--- Suas instruções ---
Dê continuidade ao texto abaixo sobre Júlio Abe Wakahara, começando logo após a última frase apresentada.

--- Texto de origem ---
^^^^^^^^

O arquiteto e urbanista, museólogo, fotógrafo e artista plástico Júlio Abe Wakahara faleceu em, São Paulo,  em 21/11/20, aos 79 anos de idade.

 

Júlio Abe deu uma enorme contribuição ao patrimônio intangível,  colocando em prática o conceito de museu como agente de transformação social, como foi ressaltado em janeiro desse ano ao receber  a Medalha de Mérito Museológico Waldisa Rússio Camargo,  Guarnieri concedida pela Secretaria de Cultura e Economia Criativa do governo do Estado de São Paulo.

 

Uma de suas realizações foi o pioneiro Projeto Museu de Rua (1977-1979 que desenvolveu junto ao Departamento do Patrimônio Histórico (DPH) da Prefeitura de São Paulo.

 

 

 

O Projeto consistia em exposições montadas em espaços públicos, difundindo a história e os costumes dos bairros paulistanos, mostrando o crescimento urbano da metrópole através de imagens antigas posicionadas nos mesmos lugares onde haviam sido originalmente tiradas. O Projeto deu importante contribuição para dessacralizar os museus, levando seus acervos para fora das quatro paredes, ressaltou publicação do IPHAN. Entre 1977 e 2013 foram realizadas 80 exposições do gênero. A metodologia foi adotada por diversas outras cidades.

 

Largo São Francisco, São Paulo
Largo São Francisco, São Paulo

 

 

Vale do Anhangabaú, São Paulo
Vale do Anhangabaú, São Paulo

 

Júlio Abe fez graduação e mestrado na Faculdade de Arquitetura e Urbanismo pela Universidade de São Paulo, da qual foi professor de Comunicação Visual na Faculdade de Arquitetura e Urbanismo da Universidade de São Paulo entre 1970 e 1983. Foi  também professor de museologia da Fundação Escola de Sociologia e Política de São Paulo entre 1970 e 1980. Dirigiu a Divisão de Museus da Prefeitura do Município de São Paulo e a Divisão de Difusão Cultural do Centro Cultural São Paulo.

^^^^^^^^

--- Material apresentado ---
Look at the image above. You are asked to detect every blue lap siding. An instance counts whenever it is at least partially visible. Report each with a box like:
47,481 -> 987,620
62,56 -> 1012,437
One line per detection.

^^^^^^^^

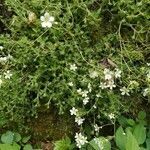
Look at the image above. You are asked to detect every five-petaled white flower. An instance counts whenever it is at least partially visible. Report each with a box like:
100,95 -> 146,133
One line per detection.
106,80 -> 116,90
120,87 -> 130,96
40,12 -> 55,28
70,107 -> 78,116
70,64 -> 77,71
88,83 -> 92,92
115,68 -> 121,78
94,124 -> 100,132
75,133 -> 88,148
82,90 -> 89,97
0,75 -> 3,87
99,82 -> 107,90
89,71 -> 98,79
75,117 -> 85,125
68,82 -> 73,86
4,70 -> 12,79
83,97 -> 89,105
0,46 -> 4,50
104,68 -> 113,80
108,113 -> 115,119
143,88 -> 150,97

^^^^^^^^

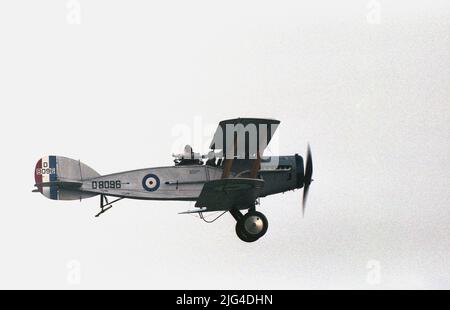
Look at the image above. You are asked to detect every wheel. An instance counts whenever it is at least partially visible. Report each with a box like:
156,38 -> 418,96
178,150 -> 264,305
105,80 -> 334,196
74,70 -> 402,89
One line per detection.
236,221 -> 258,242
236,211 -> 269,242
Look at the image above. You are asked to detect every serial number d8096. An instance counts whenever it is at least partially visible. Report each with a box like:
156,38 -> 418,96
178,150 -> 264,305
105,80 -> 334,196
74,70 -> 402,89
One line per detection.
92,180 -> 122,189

^^^^^^^^

--- Resposta escrita ---
“O professor deixa um legado inestimável para a cultura e a museologia nacional, onde foi pioneiro”, afirmou a Escola de Sociologia e Política.

 

“Ele era o homem do fazer – em quaisquer sentidos que essa caracterização possa ter”, escreveu o arquiteto e urbanista Hugo Segawa em texto homenagem publicado em sua página no Facebook (ver íntegra abaixo).  Ele lembra que, em certa ocasião, Júlio Abe afirmou: “parece que sou muitas coisas, mas na realidade não sou nada, porque no meio de arquitetos, eu digo que sou fotógrafo, no meio de fotógrafos, eu digo que sou museólogo e assim por diante.”

 

Júlio Abe também criou centros de memória empresarial.  Participou da organização de exposições como a história do Teatro Municipal de São Paulo e coordenou a organização e catalogação do acervo do Museu do Bixiga. “Com seu jeito simples, mas muito profissionalismo,  junto com Waldisa Rússio, ele deu ordem na casa, conquistando a amizade de todos no bairro. Eles foram gigantes. Uma perda irreparável”, declarou Paulo Santiago, diretor do museu mantido sem verba pública.

 

“Julio é uma das referências mais importantes da museologia em São Paulo e no país. Uma perda irreparável”, afirmou em nota de pesar o Conselho Federal de Museologia.

 

Um dos maiores colecionadores particulares da iconografia paulistana manifestava seu desejo de deixar o seu acervo disponível para consultas em ambiente digital. O acervo tem mais de 40 mil imagens.

 

O arquiteto e urbanista presidiu o Conselho Regional de Museologia (IV Região – Estado de São Paulo). Foi membro da Diretoria do Conselho Federal de Museologia. Foi Conselheiro do Instituto Histórico e Geográfico de São Paulo. Foi Conselheiro do Museu da Casa Brasileira. Foi Conselheiro do Museu da Imigração de São Paulo.

 

Em 2014 recebeu o Prêmio Murilo Marx / Memória concedido pelo Departamento de Patrimônio Histórico da Prefeitura de São Paulo.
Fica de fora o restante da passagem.